Page ->
• • • • • • •

Europe's Gas Industry Questions Its Future - NGW Magazine
This year’s Flame conference in Amsterdam, although better attended than some in recent years, did little to dispel the sense of foreboding hanging over Europe’s gas industry.
While the European Union’s gas demand is growing and may well remain strong until the end of the next decade, a lot of that is to do with replacing declines at home.
After that point, it will probably be a different story: from 2040 the promised decarbonising measures will limit appetite for new investment in pipelines and power plants, even before the fruits of future technological advances in power storage and energy efficiency have been considered.
But someone has to pick up the cudgels and defend gas’ corner, and this year that role fell first to Statoil’s Tor Martin Anfinnsen. His opening salvo was that low carbon future can happen only with gas as part of it. Realities are now beginning to sink in: gas is a necessary part of any low-carbon energy mix. The industry needs to make sure that gas has a future by confronting misconceptions about renewables and gas and instead promoting the synergies between the two.
Gas came to the rescue of Europe in 2016. In Germany for two weeks there was no wind or sun. How does one deal with this when batteries alone cannot? Natural gas is essential as it can respond quickly to power demand changes. Gas infrastructure in Europe is extensive and does not need significant new additions; gas trading hubs are functioning well and prices respond to fundamentals.
Gas has a positive impact on emissions reduction. In the UK coal-to-gas switching has been achieved through low gas prices and the carbon floor price. It has produced significant reductions in CO2 emissions, but also the lethal SOx, NOx and particulates; and as a result it has contributed to clean air. Emissions in 2016 were reduced to 1894 levels, down 45% from their peak in the 1970s.
From Germany, Uniper CEO Klaus Schafer made the case that the energy future of Europe will be driven by the three Ds: decarbonisation; decentralisation; and digitalisation. New technology is key.
The gas industry can achieve quick wins by embracing decarbonisation and ramping up innovation activities for the low-carbon energy world of the future.
The EU’s 2030 decarbonisation targets provide an opportunity for gas through coal-to-gas switching for power generation and oil-to-gas switching for heating and transport. Within this context the gas industry needs strong advocacy work to demonstrate how gas can support the targets of EU’s policy-makers.
A lot going on
According to Jonathan Stern of the Oxford Institute of Energy Studies, a part of the reason for the higher turnout was that there is a lot going on.

• • • • • • •

Data provided ->
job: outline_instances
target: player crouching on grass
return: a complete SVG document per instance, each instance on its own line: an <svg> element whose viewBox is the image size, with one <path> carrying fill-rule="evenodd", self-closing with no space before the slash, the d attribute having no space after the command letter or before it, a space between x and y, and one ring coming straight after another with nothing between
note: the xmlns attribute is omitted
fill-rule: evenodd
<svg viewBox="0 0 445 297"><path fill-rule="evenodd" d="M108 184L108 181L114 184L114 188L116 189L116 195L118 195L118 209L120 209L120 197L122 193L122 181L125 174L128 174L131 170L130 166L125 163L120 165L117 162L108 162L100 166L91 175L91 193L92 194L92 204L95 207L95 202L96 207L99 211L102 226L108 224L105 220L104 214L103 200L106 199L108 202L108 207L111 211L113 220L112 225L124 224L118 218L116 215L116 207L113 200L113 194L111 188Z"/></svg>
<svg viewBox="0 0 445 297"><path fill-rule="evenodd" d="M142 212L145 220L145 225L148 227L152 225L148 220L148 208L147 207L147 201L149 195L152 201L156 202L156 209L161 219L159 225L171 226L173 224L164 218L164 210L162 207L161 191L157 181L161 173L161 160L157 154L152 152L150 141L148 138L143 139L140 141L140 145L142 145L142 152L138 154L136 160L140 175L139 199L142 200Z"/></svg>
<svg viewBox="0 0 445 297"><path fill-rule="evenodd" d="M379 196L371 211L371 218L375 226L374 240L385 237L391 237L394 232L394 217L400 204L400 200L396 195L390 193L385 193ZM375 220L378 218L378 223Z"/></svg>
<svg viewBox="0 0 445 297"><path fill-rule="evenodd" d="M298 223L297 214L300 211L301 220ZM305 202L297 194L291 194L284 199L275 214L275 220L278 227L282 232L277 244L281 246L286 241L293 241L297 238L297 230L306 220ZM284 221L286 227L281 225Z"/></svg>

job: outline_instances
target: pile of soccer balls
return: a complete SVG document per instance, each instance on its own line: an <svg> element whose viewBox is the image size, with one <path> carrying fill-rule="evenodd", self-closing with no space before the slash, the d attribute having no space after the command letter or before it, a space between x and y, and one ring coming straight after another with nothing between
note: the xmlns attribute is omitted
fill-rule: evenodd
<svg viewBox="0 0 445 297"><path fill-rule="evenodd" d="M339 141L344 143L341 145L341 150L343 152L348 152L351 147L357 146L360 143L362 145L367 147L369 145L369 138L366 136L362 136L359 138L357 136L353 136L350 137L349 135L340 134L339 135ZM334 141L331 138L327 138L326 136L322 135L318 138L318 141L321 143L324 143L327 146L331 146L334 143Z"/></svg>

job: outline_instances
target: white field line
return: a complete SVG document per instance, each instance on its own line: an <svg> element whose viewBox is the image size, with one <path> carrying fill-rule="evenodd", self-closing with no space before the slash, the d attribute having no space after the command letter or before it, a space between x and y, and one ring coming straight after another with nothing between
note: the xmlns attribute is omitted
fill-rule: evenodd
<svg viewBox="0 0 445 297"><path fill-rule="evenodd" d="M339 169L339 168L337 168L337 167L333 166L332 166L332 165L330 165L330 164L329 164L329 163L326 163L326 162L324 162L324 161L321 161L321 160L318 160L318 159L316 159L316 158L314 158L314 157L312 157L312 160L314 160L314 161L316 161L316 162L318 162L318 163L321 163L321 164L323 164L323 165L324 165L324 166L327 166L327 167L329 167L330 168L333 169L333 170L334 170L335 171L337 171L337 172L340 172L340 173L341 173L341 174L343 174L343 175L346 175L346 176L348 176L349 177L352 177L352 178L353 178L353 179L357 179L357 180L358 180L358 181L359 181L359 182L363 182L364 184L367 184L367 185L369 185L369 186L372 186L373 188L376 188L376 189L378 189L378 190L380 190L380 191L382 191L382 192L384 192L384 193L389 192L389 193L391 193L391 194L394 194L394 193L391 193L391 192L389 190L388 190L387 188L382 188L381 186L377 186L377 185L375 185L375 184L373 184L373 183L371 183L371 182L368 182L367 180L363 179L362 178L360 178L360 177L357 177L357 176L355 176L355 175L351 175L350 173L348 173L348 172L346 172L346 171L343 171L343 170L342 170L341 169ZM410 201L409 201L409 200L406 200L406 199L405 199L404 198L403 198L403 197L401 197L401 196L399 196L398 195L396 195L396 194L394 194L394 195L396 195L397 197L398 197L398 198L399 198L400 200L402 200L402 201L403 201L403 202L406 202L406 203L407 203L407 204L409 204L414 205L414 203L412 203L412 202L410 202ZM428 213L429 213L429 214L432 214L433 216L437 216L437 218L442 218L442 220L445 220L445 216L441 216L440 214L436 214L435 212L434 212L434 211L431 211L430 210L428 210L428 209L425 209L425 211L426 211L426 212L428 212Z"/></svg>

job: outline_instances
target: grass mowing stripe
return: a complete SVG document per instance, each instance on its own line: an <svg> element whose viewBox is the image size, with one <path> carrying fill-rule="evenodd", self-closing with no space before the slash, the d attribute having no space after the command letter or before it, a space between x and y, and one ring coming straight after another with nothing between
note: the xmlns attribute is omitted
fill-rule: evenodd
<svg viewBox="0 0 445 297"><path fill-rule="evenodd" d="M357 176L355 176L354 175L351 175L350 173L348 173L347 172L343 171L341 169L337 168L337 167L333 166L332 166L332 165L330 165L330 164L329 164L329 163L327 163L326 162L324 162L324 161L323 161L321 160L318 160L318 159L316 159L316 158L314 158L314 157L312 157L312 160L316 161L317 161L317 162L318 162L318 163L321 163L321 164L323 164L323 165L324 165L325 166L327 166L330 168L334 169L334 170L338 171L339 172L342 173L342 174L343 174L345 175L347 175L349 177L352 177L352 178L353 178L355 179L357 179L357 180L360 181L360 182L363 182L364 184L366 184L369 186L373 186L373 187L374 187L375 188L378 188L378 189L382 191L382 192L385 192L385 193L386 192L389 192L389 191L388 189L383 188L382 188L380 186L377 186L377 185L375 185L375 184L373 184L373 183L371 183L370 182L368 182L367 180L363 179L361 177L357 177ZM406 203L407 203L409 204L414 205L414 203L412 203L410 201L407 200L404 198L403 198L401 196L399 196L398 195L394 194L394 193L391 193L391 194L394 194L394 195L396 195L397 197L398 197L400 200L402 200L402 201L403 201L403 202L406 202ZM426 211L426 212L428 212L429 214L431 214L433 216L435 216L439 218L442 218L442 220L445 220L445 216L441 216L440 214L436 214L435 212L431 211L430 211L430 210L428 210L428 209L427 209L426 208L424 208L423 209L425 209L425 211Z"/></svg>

• • • • • • •

Directions ->
Transcribe the gas industry article verbatim, starting at "The EU’s 2030" and continuing down to "lot going on.". Work only from the gas industry article.

Solution for this exercise ->
The EU’s 2030 decarbonisation targets provide an opportunity for gas through coal-to-gas switching for power generation and oil-to-gas switching for heating and transport. Within this context the gas industry needs strong advocacy work to demonstrate how gas can support the targets of EU’s policy-makers.
A lot going on
According to Jonathan Stern of the Oxford Institute of Energy Studies, a part of the reason for the higher turnout was that there is a lot going on.